# Season Pass Holder???



## Rushski (Nov 27, 2005)

Seems like a simple question, but would like some input from the many skiers/boarders who have had more passes than me.

Sunapee only gave me a lanyard and said the zipcords will be coming soon.  Lanyard is tough to keep visible for scans and at the same time secured so It doesn't hit me in the face or possibly fly away.  

Do people prefer the armband style holders or zipcords?  Armband seems decent as it keeps it out of the way, but can they be scanned easily?


----------



## BeanoNYC (Nov 27, 2005)

I just had this conversation with a woman at Attitash today.  It seems that the armbands will scan .... most of the time.  I use a zipcord for mine though.


----------



## thetrailboss (Nov 27, 2005)

I have an armband...it is visible at all times to both me and lifties...and it won't 'break off' or anything.  You don't know how many passes I have picked up that were attached to zipcords.  

Sunapee did not have the zipcords today either...I may use it at Sunapee since management is hung up on scanning...the lifties were getting sick of it.  My pass scanned some of the time...


----------



## RossiSkier (Nov 28, 2005)

My armband only beeped twice on a dozen plus attempts to scan it.  But if I go with the lanyard my pass is sure to wind up lost on the slopes.


----------



## skibum1321 (Nov 28, 2005)

Zip cord all the way. Unfortunately Smuggs only gives you a lanyard or armband - so the solution is to use the zip cord from Stowe last year.


----------



## bvibert (Nov 28, 2005)

I can tell you from experience that any pass holder that puts the pass behind a piece of plastic is very hard to scan.  That plastic always gets wavy and ussually trap moisture, both of which distort the light waves from the scanner...

# [PARTS OF THE EXERCISE]
a - In the thread about season pass holders, how many times did RossiSkier's armband beep when scanned?
b - Pick up the season pass holder thread after its last sentence and keep it going.

Some records:

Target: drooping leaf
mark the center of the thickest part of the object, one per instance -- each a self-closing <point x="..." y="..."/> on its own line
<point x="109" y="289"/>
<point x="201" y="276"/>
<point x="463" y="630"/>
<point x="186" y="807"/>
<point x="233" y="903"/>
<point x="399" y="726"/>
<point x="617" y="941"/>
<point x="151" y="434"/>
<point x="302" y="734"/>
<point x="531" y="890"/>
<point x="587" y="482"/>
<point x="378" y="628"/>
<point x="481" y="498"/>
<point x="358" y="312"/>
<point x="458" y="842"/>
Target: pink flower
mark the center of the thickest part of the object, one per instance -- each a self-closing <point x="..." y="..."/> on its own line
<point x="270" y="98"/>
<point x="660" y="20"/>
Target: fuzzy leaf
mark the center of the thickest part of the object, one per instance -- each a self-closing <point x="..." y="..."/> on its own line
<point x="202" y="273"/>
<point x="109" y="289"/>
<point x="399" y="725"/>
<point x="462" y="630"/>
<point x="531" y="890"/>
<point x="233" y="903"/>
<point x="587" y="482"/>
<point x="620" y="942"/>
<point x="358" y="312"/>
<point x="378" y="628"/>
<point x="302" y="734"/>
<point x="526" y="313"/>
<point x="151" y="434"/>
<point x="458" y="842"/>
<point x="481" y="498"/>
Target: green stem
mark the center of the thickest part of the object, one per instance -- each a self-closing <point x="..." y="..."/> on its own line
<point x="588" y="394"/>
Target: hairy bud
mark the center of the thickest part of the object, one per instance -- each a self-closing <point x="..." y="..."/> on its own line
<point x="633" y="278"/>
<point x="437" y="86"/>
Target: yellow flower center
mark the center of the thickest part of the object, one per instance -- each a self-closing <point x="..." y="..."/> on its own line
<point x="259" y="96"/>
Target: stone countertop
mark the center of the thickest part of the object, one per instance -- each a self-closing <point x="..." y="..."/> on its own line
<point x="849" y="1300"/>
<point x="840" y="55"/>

# [ANSWERS TO THE EXERCISES]
a - Only twice, out of a dozen or more tries.

b -
----------



## JimG. (Nov 28, 2005)

bvibert said:
			
		

> I can tell you from experience that any pass holder that puts the pass behind a piece of plastic is very hard to scan.  That plastic always gets wavy and ussually trap moisture, both of which distort the light waves from the scanner...



Hunter started using those stupid scannable passes too. Won't wear a noose around my neck and the ticket window person told me about the plastic inhibiting the scanners (to me, a good thing).

Solution? Just cut a small widow out of the plastic holder to match the bar code and voila!


----------



## AdironRider (Nov 28, 2005)

Whiteface has started scanning this year as well. Bummer as I think its a pain in the ass. Anyways I only got a lanyard and I didnt even bother to try and use it, Id have lost it in a second. Looks like Ill be dealing with plastic scanability issues as my Burton jacket has a spot for my pass.


----------



## Rushski (Nov 28, 2005)

Thanks all, looks like I may try the armband holder and cut just the area of the upc code.

Sunapee and Okemo have the zipcords coming, so I will have some options - all as bad as the other...


----------



## thetrailboss (Nov 28, 2005)

Part of the problem with Sunapee's passes is the hologram they place on the passes to deter counterfeiting....


----------



## bvibert (Nov 28, 2005)

JimG. said:
			
		

> Solution? Just cut a small widow out of the plastic holder to match the bar code and voila!



Thats a good idea.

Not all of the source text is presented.